### TRY IT
Retype every record exactly. Skip the images.

Start of PROVIDED RECORDS

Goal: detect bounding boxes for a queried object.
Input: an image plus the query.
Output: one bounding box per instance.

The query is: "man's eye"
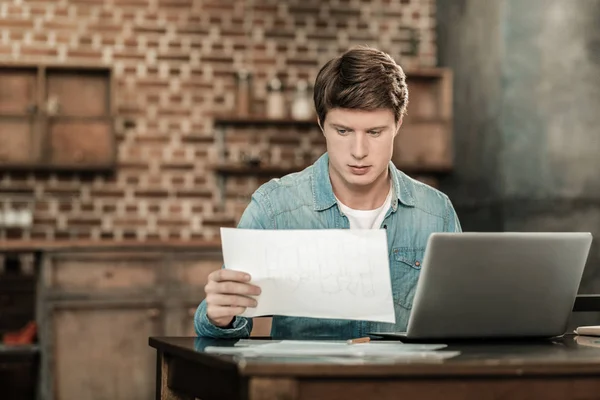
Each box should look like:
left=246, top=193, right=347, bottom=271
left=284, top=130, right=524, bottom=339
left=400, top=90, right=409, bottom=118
left=337, top=129, right=348, bottom=135
left=369, top=131, right=381, bottom=136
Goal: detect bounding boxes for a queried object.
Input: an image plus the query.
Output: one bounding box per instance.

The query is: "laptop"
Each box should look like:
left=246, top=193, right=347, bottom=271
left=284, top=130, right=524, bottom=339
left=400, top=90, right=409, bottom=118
left=370, top=232, right=593, bottom=341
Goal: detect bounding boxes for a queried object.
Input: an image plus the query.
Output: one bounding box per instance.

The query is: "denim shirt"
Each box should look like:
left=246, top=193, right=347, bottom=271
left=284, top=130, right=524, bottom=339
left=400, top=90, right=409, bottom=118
left=195, top=153, right=461, bottom=340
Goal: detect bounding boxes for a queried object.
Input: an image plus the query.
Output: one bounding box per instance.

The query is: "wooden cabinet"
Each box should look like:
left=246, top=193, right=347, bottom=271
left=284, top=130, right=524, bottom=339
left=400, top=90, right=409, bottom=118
left=0, top=67, right=42, bottom=166
left=51, top=304, right=162, bottom=400
left=0, top=118, right=43, bottom=165
left=0, top=67, right=38, bottom=115
left=0, top=64, right=115, bottom=171
left=39, top=247, right=225, bottom=400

End of PROVIDED RECORDS

### TASK RESPONSE
Goal: detect bounding boxes for a queried object.
Input: an image plus the query.
Output: one bounding box per instance.

The query is: "man's eye"
Each box should look like:
left=246, top=193, right=347, bottom=271
left=284, top=130, right=524, bottom=339
left=400, top=90, right=409, bottom=118
left=337, top=129, right=348, bottom=135
left=369, top=131, right=381, bottom=136
Goal: detect bounding boxes for a queried object.
Input: an image plus the query.
Output: one bounding box per instance.

The query is: "laptop"
Each box should look like:
left=246, top=193, right=347, bottom=271
left=284, top=130, right=524, bottom=339
left=400, top=90, right=409, bottom=118
left=370, top=232, right=593, bottom=341
Goal: detect bounding boxes for a queried object.
Input: an image plus the query.
Output: one bounding box per instance.

The query is: "denim shirt"
Each box should look like:
left=246, top=193, right=347, bottom=271
left=284, top=130, right=524, bottom=339
left=400, top=90, right=409, bottom=118
left=195, top=153, right=461, bottom=340
Goal: detect bounding boxes for a queried object.
Input: an image plus the query.
Output: one bounding box per instance.

The query is: "wooden cabinet"
Each box should look like:
left=246, top=193, right=347, bottom=271
left=284, top=130, right=524, bottom=339
left=400, top=90, right=409, bottom=118
left=0, top=67, right=42, bottom=166
left=51, top=304, right=162, bottom=400
left=0, top=118, right=43, bottom=165
left=0, top=67, right=38, bottom=115
left=0, top=64, right=115, bottom=171
left=39, top=247, right=225, bottom=400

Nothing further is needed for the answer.